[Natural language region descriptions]
▼
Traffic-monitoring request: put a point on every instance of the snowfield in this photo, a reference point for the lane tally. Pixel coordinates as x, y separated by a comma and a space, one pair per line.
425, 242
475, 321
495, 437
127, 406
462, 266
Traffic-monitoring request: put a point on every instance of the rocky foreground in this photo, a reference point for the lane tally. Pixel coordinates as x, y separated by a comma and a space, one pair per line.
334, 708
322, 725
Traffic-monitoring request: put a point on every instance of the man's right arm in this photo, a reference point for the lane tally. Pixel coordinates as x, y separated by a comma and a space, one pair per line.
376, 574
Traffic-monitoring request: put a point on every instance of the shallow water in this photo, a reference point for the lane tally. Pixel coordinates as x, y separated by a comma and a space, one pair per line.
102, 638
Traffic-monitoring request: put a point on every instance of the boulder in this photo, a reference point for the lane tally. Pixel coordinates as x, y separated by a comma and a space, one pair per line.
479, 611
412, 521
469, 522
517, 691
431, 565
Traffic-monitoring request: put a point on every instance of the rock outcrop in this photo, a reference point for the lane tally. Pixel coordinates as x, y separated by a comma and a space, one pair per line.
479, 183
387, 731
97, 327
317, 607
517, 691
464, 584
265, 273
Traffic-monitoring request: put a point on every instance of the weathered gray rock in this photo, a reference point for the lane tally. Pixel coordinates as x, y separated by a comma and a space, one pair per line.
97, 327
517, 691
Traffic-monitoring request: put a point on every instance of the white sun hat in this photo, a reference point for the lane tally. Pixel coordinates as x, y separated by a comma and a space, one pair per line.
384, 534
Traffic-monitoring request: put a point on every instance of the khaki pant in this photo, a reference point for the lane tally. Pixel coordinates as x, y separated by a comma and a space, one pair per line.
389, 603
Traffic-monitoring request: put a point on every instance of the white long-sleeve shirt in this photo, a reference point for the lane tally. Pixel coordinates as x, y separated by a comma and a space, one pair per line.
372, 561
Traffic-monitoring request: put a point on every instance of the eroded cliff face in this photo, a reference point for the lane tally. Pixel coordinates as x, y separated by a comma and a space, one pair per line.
▲
(WHAT IS NEEDED) Please return all of the entries exactly as they were given.

(YOUR RESPONSE)
Traffic-monitoring request: put a point on every instance of the snowfield in this photo, a reference point for the lane tally. Pixel coordinates as x, y separated by a comma and a space, one pair per line.
425, 242
475, 321
495, 437
127, 406
462, 266
Traffic-monitoring request: put a point on every instance of the rocky foreground in this photo, a reference point for the lane tally. Pixel coordinates as x, y separated by a comma and a space, one pair per line.
334, 708
322, 725
Traffic-monitoring request: put a point on every instance of the man's right arm in this photo, a reference point for the lane tally. Pixel coordinates as x, y separated by a comma and a space, one pair per line.
376, 574
Traffic-monitoring request: put a point on every instance of the shallow water in this photo, a reference point for the lane tally. Pixel coordinates as x, y separated by a comma and a space, one pair per line.
102, 638
Traffic-monitoring request: put a point on every instance of the boulder in this photo, a reference point for the lane tally. Pixel coordinates as x, y separated by a comma and a space, one pair per line.
479, 611
412, 521
469, 522
517, 691
431, 565
Traffic-monitoring request: put a point on every instance of the rock outcrop in this photo, a reference point for the lane tally. Pixel coordinates as x, y separated by a comma and a space, one pair per line.
479, 183
387, 731
97, 327
317, 607
517, 691
464, 584
265, 273
Traffic-monitoring request: put a point on every instance of the weathered gray rock in this photo, a reference point for the lane tally. Pixel coordinates as x, y separated by a comma and a space, one pair per line.
97, 327
517, 691
Traffic-monitoring request: put a point on every instance of the white sun hat in this photo, a reference point for the lane tally. Pixel coordinates as x, y separated by a comma and a space, one pair per line.
384, 534
Traffic-monitoring request: put a point on every instance of the khaki pant in this photo, a reference point for the lane tally. Pixel coordinates as x, y separated by a comma and a space, one pair per line.
389, 603
Traffic-monitoring request: put a point on every instance of the white long-sleeve shirt in this photo, a reference point for the lane tally. Pixel coordinates as x, y separated by a comma and a space, one pair per line.
372, 561
Traffic-monitoring request: put a point on every instance of the eroded cliff face in this photo, a reference point for the lane tally. Pixel coordinates as x, y separated by a comma and a space, one pair per line.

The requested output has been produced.